• [KUTIPAN BACAAN]:
···

Sebagai orang yang suka mengamati bentuk bangunan masjid, seringkali saya mengaitkan ornamen masjid dengan budaya setempat yang berkembang. Masjid-masjid di nusantara itu, kata para ahli, gabungan dari budaya lokal, Arab, Timur Tengah dan juga Cina.
Kubah, misalnya jelas bukan budaya Indonesia. Kubah banyak ditemui di Timur Tengah, India sampai Eropa. Bangunan-bangunan tua termasuk gereja di Eropa ada yang berkubah. Sementara bedug, adalah budaya lokal sebagai penanda waktu. Memang ada juga yang berpendapat, bedug itu datang dari Cina dibawa oleh Laksamana Cheng Ho. Namun karena sudah menyatu dengan budaya lokal, maka baik kubah maupun bedug seolah menjadi milik Indonesia.
Maka tidak heran bila dua ornamen itu kita temukan dalam literatur sastra di tanah air. Setidaknya saya menemukan dua karya novel yang terinspirasi dari kubah dan bedug. Pertama novel karya Ahmad Tohari berjudul "Kubah" dan kedua novel pendek karya Hamka berjudul "Menunggu Beduk Berbunyi".
Novel "Kubah" berkisah tentang seorang pria desa yang miskin, kemudian tertarik masuk Partai Komunis Indonesia (PKI) di awal tahun 1960-an. Karman nama lelaki itu, sebenarnya tidak memahami ideologi komunis. Dia hanya tidak suka pada Haji Bakir yang tidak lain adalah pamanya sendiri. Haji Bakir dalam pandangan Karman adalah sosok penganut agama yang serakah. Soalnya, pada masa pendudukan Jepang ayah Karman pernah menukar sawah dengan padi milik Haji Bakir.
Singkat cerita, ketika kudeta PKI gagal, Karman pun ditangkap dan dibuang ke pulau buru. Selama 12 tahun dia menjadi tawanan Pulau Buru. Usai menjalani masa tahanan, Karman pulang ke kampung halamannya. Dia diterima oleh masyarakat setempat. Dan sebagai puncak penyesalannya, Karman turut membantu kubah masjid milik Haji Bakir orang yang dulu dibencinya.

···

• [ENTRI TERSEDIA]:
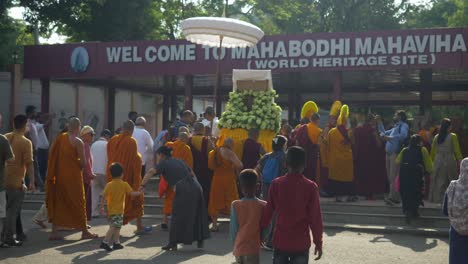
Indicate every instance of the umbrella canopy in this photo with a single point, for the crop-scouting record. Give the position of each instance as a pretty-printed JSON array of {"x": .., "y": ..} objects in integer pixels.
[{"x": 209, "y": 31}]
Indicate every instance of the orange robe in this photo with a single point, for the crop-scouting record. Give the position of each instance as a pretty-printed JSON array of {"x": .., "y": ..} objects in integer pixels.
[
  {"x": 308, "y": 138},
  {"x": 122, "y": 148},
  {"x": 181, "y": 151},
  {"x": 65, "y": 198},
  {"x": 224, "y": 185},
  {"x": 340, "y": 163}
]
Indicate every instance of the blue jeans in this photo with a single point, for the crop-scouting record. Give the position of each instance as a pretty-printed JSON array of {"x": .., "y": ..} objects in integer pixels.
[{"x": 280, "y": 257}]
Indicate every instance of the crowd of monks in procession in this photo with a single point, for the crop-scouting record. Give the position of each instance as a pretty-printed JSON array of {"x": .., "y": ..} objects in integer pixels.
[{"x": 343, "y": 162}]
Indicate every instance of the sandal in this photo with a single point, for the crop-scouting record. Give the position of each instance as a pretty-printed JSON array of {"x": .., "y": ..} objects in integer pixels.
[
  {"x": 145, "y": 230},
  {"x": 40, "y": 223},
  {"x": 56, "y": 238},
  {"x": 89, "y": 236}
]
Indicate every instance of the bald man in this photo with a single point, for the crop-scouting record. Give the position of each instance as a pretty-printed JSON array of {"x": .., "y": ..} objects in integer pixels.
[
  {"x": 65, "y": 196},
  {"x": 225, "y": 165},
  {"x": 122, "y": 148},
  {"x": 144, "y": 144},
  {"x": 180, "y": 150}
]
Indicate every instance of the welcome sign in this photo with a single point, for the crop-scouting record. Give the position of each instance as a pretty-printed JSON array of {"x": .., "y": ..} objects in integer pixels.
[{"x": 431, "y": 48}]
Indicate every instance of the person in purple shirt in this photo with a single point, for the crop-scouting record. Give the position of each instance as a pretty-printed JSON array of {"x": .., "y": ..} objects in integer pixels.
[
  {"x": 394, "y": 139},
  {"x": 296, "y": 201}
]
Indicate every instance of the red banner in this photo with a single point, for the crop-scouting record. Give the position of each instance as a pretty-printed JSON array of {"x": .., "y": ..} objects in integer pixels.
[{"x": 399, "y": 49}]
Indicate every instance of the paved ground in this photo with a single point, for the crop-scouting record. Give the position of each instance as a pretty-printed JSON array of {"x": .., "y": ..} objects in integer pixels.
[{"x": 340, "y": 247}]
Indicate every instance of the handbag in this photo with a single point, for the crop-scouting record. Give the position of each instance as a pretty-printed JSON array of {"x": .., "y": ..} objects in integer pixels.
[{"x": 396, "y": 183}]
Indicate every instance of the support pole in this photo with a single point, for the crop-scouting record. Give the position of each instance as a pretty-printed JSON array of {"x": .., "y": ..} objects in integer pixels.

···

• [SOAL TUGAS 1]: Menurut kutipan bacaan, berapa lama Karman menjadi tawanan di Pulau Buru?
• [SOAL TUGAS 2]: Tunjukkan setiap baris entri yang memuat kata "paved". Huruf besar dan kecil dibedakan.

• [JAWABAN TUGAS 1]: Selama 12 tahun.

• [JAWABAN TUGAS 2]:
Indicate every instance of the paved ground in this photo with a single point, for the crop-scouting record. Give the position of each instance as a pretty-printed JSON array of {"x": .., "y": ..} objects in integer pixels.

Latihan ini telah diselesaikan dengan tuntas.